## Data supplied
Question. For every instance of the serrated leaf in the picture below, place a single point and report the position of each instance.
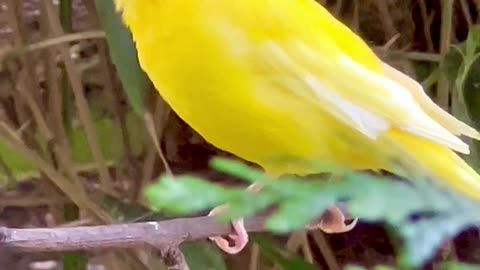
(123, 54)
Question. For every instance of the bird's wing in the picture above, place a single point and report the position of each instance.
(370, 101)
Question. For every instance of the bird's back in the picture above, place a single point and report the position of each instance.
(276, 79)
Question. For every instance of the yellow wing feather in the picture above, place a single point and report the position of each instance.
(262, 78)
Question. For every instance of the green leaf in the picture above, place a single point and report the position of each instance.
(202, 255)
(473, 41)
(458, 266)
(440, 213)
(74, 261)
(123, 54)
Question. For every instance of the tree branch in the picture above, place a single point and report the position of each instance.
(162, 234)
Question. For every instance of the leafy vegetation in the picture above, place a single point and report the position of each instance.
(72, 102)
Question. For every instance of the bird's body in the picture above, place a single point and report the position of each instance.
(267, 79)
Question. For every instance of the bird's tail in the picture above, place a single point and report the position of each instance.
(438, 161)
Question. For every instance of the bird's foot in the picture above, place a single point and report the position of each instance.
(334, 220)
(233, 243)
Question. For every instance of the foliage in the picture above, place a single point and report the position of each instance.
(423, 214)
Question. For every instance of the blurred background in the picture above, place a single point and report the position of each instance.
(80, 125)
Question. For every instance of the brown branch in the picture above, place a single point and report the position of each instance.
(162, 234)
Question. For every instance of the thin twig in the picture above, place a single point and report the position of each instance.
(162, 234)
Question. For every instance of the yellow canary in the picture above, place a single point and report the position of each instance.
(283, 78)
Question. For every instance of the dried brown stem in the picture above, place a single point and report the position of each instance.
(162, 234)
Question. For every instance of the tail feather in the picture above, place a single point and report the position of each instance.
(440, 161)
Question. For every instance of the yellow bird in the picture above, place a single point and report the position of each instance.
(264, 79)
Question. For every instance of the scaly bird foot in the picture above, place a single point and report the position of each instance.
(240, 237)
(332, 221)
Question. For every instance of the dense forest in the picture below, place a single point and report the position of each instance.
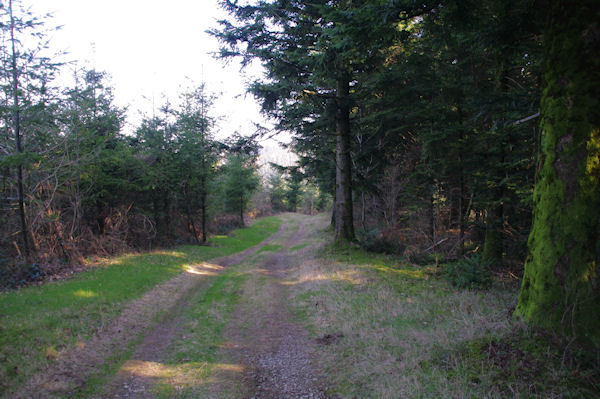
(445, 131)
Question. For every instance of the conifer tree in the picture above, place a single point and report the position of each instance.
(560, 285)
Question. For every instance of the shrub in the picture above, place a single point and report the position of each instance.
(387, 242)
(470, 272)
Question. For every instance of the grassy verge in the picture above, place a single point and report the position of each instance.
(387, 329)
(38, 323)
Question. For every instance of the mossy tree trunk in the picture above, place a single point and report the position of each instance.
(344, 214)
(561, 287)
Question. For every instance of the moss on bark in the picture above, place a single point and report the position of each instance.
(560, 288)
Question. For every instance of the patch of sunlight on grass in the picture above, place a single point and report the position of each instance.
(85, 293)
(150, 369)
(414, 273)
(236, 368)
(353, 277)
(204, 268)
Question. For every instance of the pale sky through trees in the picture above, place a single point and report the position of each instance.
(150, 49)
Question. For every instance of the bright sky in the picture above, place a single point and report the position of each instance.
(153, 48)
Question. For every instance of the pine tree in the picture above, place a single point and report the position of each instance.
(560, 285)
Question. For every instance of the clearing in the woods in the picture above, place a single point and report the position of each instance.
(275, 313)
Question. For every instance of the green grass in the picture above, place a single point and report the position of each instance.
(403, 331)
(37, 323)
(300, 246)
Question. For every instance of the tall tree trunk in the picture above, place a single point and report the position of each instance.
(560, 284)
(344, 223)
(17, 133)
(203, 207)
(242, 210)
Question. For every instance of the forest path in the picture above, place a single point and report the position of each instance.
(263, 335)
(154, 317)
(261, 350)
(136, 376)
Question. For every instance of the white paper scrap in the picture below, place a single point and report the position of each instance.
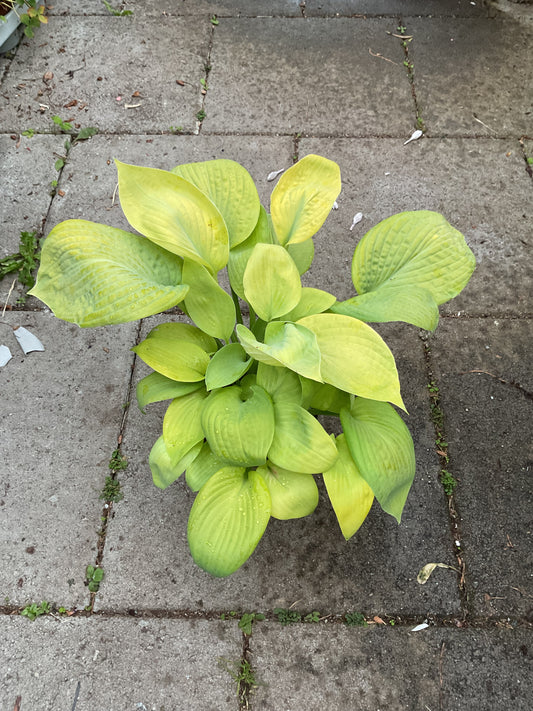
(274, 174)
(5, 356)
(423, 626)
(357, 218)
(417, 134)
(27, 341)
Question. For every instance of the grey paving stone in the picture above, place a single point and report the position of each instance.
(118, 663)
(323, 666)
(305, 560)
(27, 172)
(480, 186)
(61, 415)
(314, 75)
(461, 76)
(127, 57)
(404, 8)
(488, 427)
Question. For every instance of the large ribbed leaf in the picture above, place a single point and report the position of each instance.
(354, 357)
(303, 198)
(413, 249)
(411, 304)
(164, 469)
(94, 275)
(156, 387)
(230, 187)
(182, 427)
(271, 281)
(238, 423)
(239, 256)
(300, 442)
(227, 365)
(350, 495)
(288, 344)
(209, 306)
(174, 214)
(227, 520)
(382, 448)
(293, 495)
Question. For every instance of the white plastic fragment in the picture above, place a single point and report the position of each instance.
(5, 356)
(357, 218)
(27, 341)
(272, 176)
(414, 136)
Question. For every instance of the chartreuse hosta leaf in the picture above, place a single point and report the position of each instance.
(230, 187)
(421, 256)
(227, 520)
(350, 495)
(382, 448)
(164, 469)
(156, 387)
(303, 198)
(227, 365)
(300, 442)
(209, 306)
(390, 303)
(271, 281)
(238, 423)
(174, 214)
(312, 301)
(293, 495)
(288, 344)
(94, 275)
(202, 468)
(281, 384)
(354, 357)
(182, 425)
(239, 255)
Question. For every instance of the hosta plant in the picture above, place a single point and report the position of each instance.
(254, 366)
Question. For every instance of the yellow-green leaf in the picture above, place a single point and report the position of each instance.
(174, 214)
(227, 520)
(95, 275)
(350, 495)
(354, 357)
(303, 198)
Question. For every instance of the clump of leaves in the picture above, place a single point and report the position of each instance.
(246, 621)
(257, 365)
(34, 610)
(94, 577)
(287, 617)
(355, 619)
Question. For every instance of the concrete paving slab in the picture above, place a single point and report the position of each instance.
(102, 76)
(356, 669)
(461, 80)
(488, 427)
(307, 75)
(117, 663)
(61, 415)
(403, 8)
(27, 172)
(305, 560)
(454, 177)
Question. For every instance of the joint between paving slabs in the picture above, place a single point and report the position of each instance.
(446, 476)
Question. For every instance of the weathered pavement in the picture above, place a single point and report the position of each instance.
(284, 79)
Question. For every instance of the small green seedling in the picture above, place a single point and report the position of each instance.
(287, 617)
(111, 491)
(94, 577)
(34, 610)
(246, 621)
(355, 619)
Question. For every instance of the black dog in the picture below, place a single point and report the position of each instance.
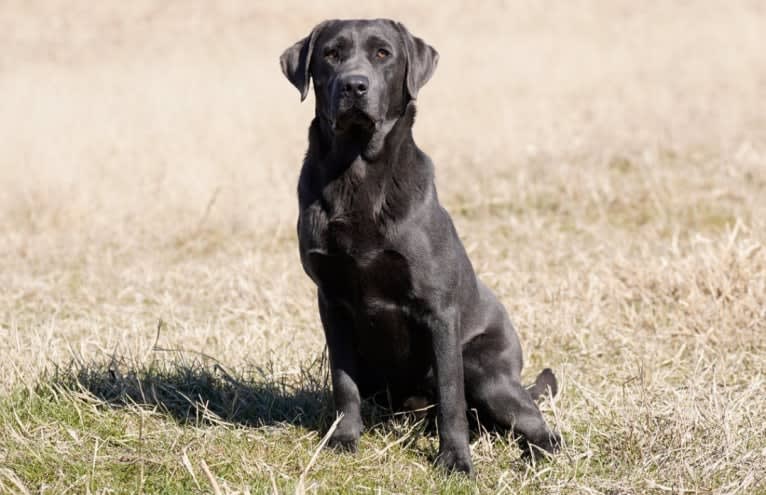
(402, 309)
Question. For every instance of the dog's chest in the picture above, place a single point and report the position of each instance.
(350, 260)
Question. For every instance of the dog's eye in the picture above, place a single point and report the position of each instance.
(331, 54)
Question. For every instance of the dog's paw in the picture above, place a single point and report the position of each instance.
(455, 460)
(545, 383)
(547, 444)
(342, 441)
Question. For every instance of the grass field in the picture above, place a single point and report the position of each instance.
(605, 164)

## Work to do
Write out the whole listing again, exactly, with no pictures.

## Reply to the task
Question. For every instance of the serrated leaf in the picture below, place a single point and report the position of each instance.
(123, 54)
Question. For every instance of the bird's wing in the picture above, place a single point and report the position of each instance.
(370, 101)
Question. For every instance of the bird's back in the picture above, place a single point and report the position of each instance.
(276, 79)
Question. For every instance of the yellow wing feather in the picture above, place a single point and report the position of each instance.
(262, 78)
Question. For every instance of the green leaf in the picture above, place a single point and report the position of each instance.
(202, 255)
(473, 41)
(458, 266)
(440, 213)
(74, 261)
(123, 54)
Question. For every instance of the tree branch in the picture above, place a single point and report the position of each instance.
(162, 234)
Question. For every instance of the leafy vegetation in the picture above, place a single point and report the position of each instance.
(72, 102)
Question. For every instance of the bird's body in the picture above, place a single point and report the position of each instance.
(267, 79)
Question. For every instance of the bird's tail in the picture above, place a single point and report the position of each instance.
(438, 161)
Question. For every instance of the bird's foot in the picture above, place a single point and report the position of each instance.
(334, 220)
(233, 243)
Question. For every instance of the foliage in the picture above, place a single point and report the position of each instance.
(423, 214)
Question. For every instance of the blurred background in the picture above, place a single point and report the position of each instance.
(80, 125)
Question. For every instance of the brown branch in the picture above, place a single point and report the position of each instance.
(162, 234)
Question. For every instance of the thin twig in the picture above, place a single point and report the position of each instance.
(162, 234)
Question. For every instance of the yellow canary in the picture above, place a single point and report the position of each instance.
(283, 78)
Question. For every instance of the dried brown stem in the picture above, place a single point and report the position of each instance.
(162, 234)
Question. For every instance of the tail feather in the picture above, place a single point and report the position of each instance.
(440, 161)
Question. For every instance of the yellow bird in the picture above, place a single point and report the position of each instance.
(264, 79)
Question. For every instance of the scaly bird foot in the picture above, place a single point and report the position of each instance.
(240, 237)
(332, 221)
Question. For every instance of the dense forest in the picture below, place a single point and report the position of each instance.
(445, 131)
Question. For every instance of the conifer tree in the picture above, place a single point and report the position of each instance.
(560, 285)
Question. For every instance of the shrub in the picture above, place a single point and report the position of each instance.
(387, 242)
(470, 272)
Question. For every instance of the grassy verge in the picture above, place a single point and report the position of each instance.
(387, 329)
(38, 323)
Question. For every instance of the mossy tree trunk in the picture above, place a single point and report the position of each instance.
(344, 214)
(561, 287)
Question. For every instance of the moss on bark in the picture above, place a single point and report the position of each instance.
(560, 288)
Question. For every instance of the patch of sunlight on grass in the picture above, place a single point and report the position of each instance.
(85, 293)
(150, 369)
(414, 273)
(236, 368)
(353, 277)
(204, 268)
Question. For every instance of the pale sky through trees in the picture above, place a single point and report the position of each instance.
(150, 49)
Question. For every instance of the bright sky in the picture above, place a single point and report the position of each instance.
(153, 48)
Question. For every instance of the pine tree in the picture above, place a single point and report the position of each instance.
(560, 285)
Question. For every instance of the clearing in the woods in the picture above, place a single point and report the position of each instance.
(275, 313)
Question. For every instance of the green grass in the picture above, place a single point and report the position of each instance.
(403, 331)
(37, 323)
(300, 246)
Question. For every instance of the tall tree trunk in the picture above, place a single point and report the position of each instance.
(560, 284)
(344, 223)
(17, 133)
(203, 207)
(242, 210)
Question. For every instance of the forest path in the picture above, place a single point and report the position of each instance.
(263, 335)
(154, 317)
(261, 350)
(136, 376)
Question. For every instance of the white paper scrap in the picture below, place a single point and report the position of each instance.
(274, 174)
(5, 356)
(423, 626)
(357, 218)
(417, 134)
(27, 341)
Question. For every instance of the grey paving stone in the picture above, place a single point and report the position of each instance.
(118, 663)
(323, 666)
(305, 560)
(27, 172)
(480, 186)
(61, 415)
(314, 75)
(461, 76)
(127, 57)
(404, 8)
(488, 427)
Question. For every instance of the large ribbed leaf in the picture above, place a single point and report the position of each instance.
(354, 357)
(303, 198)
(413, 249)
(411, 304)
(164, 469)
(94, 275)
(156, 387)
(230, 187)
(182, 427)
(271, 281)
(238, 423)
(239, 256)
(300, 442)
(227, 365)
(350, 495)
(288, 344)
(209, 306)
(174, 214)
(227, 520)
(382, 448)
(293, 495)
Question. For every instance of the white plastic fragment in the picture above, place a single point and report the position of each instance.
(5, 356)
(357, 218)
(27, 341)
(272, 176)
(414, 136)
Question. For every instance of the chartreuse hosta leaf in the picture above, place a single point and report the position of each instance.
(230, 187)
(421, 256)
(227, 520)
(350, 495)
(382, 448)
(164, 469)
(156, 387)
(303, 198)
(227, 365)
(300, 442)
(209, 306)
(390, 303)
(271, 281)
(238, 423)
(174, 214)
(312, 301)
(293, 495)
(288, 344)
(94, 275)
(202, 468)
(281, 384)
(354, 357)
(182, 425)
(239, 255)
Question. For every instance of the hosta plant in the picture above, place a single point and report the position of each instance.
(254, 366)
Question. For every instance of the yellow-green leaf in the picture above, place a single point and report the position of each instance.
(174, 214)
(227, 520)
(95, 275)
(350, 495)
(354, 357)
(303, 198)
Question. For every instance of the clump of leaves in the picture above, place a single point and report the position of each instance.
(246, 621)
(257, 365)
(34, 610)
(94, 577)
(287, 617)
(355, 619)
Question. For every instance of the concrete paving slab in the picture above, place a single point and report the position of each instance.
(102, 76)
(356, 669)
(461, 80)
(488, 427)
(307, 75)
(117, 663)
(61, 415)
(403, 8)
(27, 172)
(305, 560)
(454, 177)
Question. For every instance of the joint between paving slabs in the picture above, place a single point and report the position of each instance.
(446, 476)
Question. For every instance of the weathered pavement in the picture above, place a single point and report the position of each instance.
(284, 79)
Question. For every instance of the small green seedling in the picture above, place a single point and report the position of each instance.
(287, 617)
(111, 491)
(94, 577)
(34, 610)
(246, 621)
(355, 619)
Question. For every instance of the black dog in the picture below, place a single point and report the position of each instance.
(402, 309)
Question. For every instance of the dog's chest in the picture above, place a single point and report the position of each instance.
(350, 260)
Question. For every instance of the dog's eye in the picture above, place a single point and report the position of each instance.
(331, 54)
Question. For every instance of the dog's paw in the picture above, place a single point and report the position of each instance.
(455, 460)
(545, 383)
(547, 444)
(342, 441)
Question. For every instance of the grass field in the picture above, place a single point and report the position of each instance.
(605, 164)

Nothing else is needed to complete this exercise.